WORK INSTRUCTION:
Repeat each entry in the data, exactly.

BEGIN TASK INPUT

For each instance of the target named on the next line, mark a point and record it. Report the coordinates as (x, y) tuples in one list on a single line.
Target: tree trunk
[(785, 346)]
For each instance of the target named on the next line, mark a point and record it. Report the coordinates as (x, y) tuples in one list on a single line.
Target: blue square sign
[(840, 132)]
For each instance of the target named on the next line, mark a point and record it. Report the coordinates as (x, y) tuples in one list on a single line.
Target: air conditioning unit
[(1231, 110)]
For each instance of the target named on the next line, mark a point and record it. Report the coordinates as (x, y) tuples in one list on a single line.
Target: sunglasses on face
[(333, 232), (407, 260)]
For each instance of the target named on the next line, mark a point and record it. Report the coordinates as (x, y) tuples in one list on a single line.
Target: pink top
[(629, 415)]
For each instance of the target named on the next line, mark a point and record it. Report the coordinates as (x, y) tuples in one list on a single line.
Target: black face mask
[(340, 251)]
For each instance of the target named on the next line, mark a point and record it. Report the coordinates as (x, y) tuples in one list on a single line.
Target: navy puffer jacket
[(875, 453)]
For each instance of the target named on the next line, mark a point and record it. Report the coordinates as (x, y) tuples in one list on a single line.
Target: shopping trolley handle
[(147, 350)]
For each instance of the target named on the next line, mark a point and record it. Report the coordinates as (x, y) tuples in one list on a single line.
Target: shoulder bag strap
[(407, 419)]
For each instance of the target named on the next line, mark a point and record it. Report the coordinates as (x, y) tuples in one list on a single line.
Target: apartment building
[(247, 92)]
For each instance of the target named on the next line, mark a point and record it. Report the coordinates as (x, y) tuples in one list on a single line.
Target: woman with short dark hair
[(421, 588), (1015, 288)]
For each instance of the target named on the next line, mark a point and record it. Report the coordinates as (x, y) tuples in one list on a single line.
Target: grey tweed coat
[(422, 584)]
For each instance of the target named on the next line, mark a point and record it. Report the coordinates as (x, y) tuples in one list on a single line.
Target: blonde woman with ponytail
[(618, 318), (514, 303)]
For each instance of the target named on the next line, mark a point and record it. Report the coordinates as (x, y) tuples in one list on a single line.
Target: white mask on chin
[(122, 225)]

END TASK INPUT

ANSWER TO THE PROBLEM:
For each instance of the target named on the next line, mark a point and record it. Report the coordinates as (x, y) tuples in one list on a single line.
Target: tree trunk
[(785, 346)]
For each instance of the target named on the next line, mark a point and record it. Report the coordinates as (x, y) tuples in one list on a single line.
Target: blue square sign
[(840, 132)]
For each instance of the target named on the next line, mark a point and record it. Report the coordinates as (x, y) tuples in one list on a single line.
Target: air conditioning unit
[(1231, 110)]
For each instance of the target named on the next line, mark a point and record it. Report the coordinates as (x, y) tuples in one list on a single line.
Target: sunglasses on face
[(333, 232), (407, 260)]
For each instance of the target named on the next line, mark a point and record it. Report the coordinates as (x, y) tuples in one list on a single line.
Target: pink top
[(629, 415)]
For each instance of the target named on the next line, mark a point and record it. Report the coordinates as (x, y) tuples in one list on a single line.
Target: black face mask
[(340, 251)]
For each instance of the target named on the next line, mark a point and record it. Report the coordinates as (x, y) tuples in one list on a single line.
Target: navy puffer jacket
[(875, 453)]
For each instance of the target named on the next line, mark a point and record it. Report the coordinates as (x, y) tuples in one list on a single line.
Target: shopping trolley handle
[(147, 350)]
For each instance of the target named on the next line, mark a point and record it. Report the coordinates as (x, y) tuples in one list on a single line.
Target: shoulder bag strap
[(407, 419)]
For each instance of the target named on the next line, mark a point and record it. Report the coordinates as (x, y) tuples in one list on a single line.
Target: apartment building
[(247, 92)]
For each instance of the target named on the next line, mark a point and record it. Report the coordinates as (x, y) tuples in one list on a single line.
Target: woman with short dark hair
[(421, 588), (1015, 288)]
For each instance of the target named on the next line, mark a point and record it. Report the coordinates as (x, y) tuples in one list on a single line.
Target: grey tweed coat
[(422, 584)]
For each instance of the target named on the next line, mark a point and record it. Report the coordinates as (x, y) tuples in one list on a single line.
Target: blonde woman with ponytail
[(618, 318), (514, 303)]
For each instance of the target named on the next line, mark a point and record it. Report the coordinates as (x, y) tuples in one list on a single line.
Target: white mask on chin
[(122, 225)]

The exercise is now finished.